Please copy the lines below word for word, leaving out any pictures.

== == ==

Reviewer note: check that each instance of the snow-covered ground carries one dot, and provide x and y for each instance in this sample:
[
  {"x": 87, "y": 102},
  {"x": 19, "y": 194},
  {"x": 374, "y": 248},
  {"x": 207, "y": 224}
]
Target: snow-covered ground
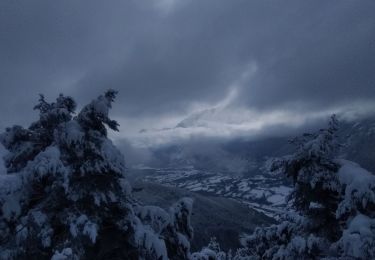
[{"x": 264, "y": 193}]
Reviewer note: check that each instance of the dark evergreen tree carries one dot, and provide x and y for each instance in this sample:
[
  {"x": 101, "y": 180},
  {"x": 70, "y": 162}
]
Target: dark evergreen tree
[
  {"x": 334, "y": 202},
  {"x": 72, "y": 200}
]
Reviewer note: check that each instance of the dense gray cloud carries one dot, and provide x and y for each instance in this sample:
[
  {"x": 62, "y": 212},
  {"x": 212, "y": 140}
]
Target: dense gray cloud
[{"x": 165, "y": 56}]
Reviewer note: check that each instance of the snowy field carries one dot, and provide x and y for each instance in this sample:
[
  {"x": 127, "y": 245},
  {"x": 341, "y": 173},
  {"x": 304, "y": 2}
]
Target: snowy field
[{"x": 264, "y": 193}]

== == ==

» RESULT OF THE TASK
Reviewer note: check that each instance of the snow-covered ground carries one dot, and provide x and y for each instance in this sample:
[
  {"x": 87, "y": 102},
  {"x": 19, "y": 194},
  {"x": 374, "y": 248},
  {"x": 207, "y": 224}
]
Target: snow-covered ground
[{"x": 264, "y": 193}]
Reviewer note: check that each instance of the dark evergreen tree carries one dot, and provide x and y for each instance in this sample:
[
  {"x": 101, "y": 180},
  {"x": 70, "y": 162}
]
Target: dark evergreen tree
[
  {"x": 334, "y": 202},
  {"x": 72, "y": 200}
]
Reviewer note: check that each instance of the dense gray cloud carries one dot, and provide x and y for each instance in this sample:
[
  {"x": 62, "y": 212},
  {"x": 212, "y": 140}
]
Target: dense gray cloud
[{"x": 165, "y": 56}]
Reviewer note: check that each instance of the snowy field carries one dot, and provide x and y for each instance in this sample:
[
  {"x": 127, "y": 245},
  {"x": 341, "y": 173},
  {"x": 304, "y": 2}
]
Target: snowy field
[{"x": 264, "y": 193}]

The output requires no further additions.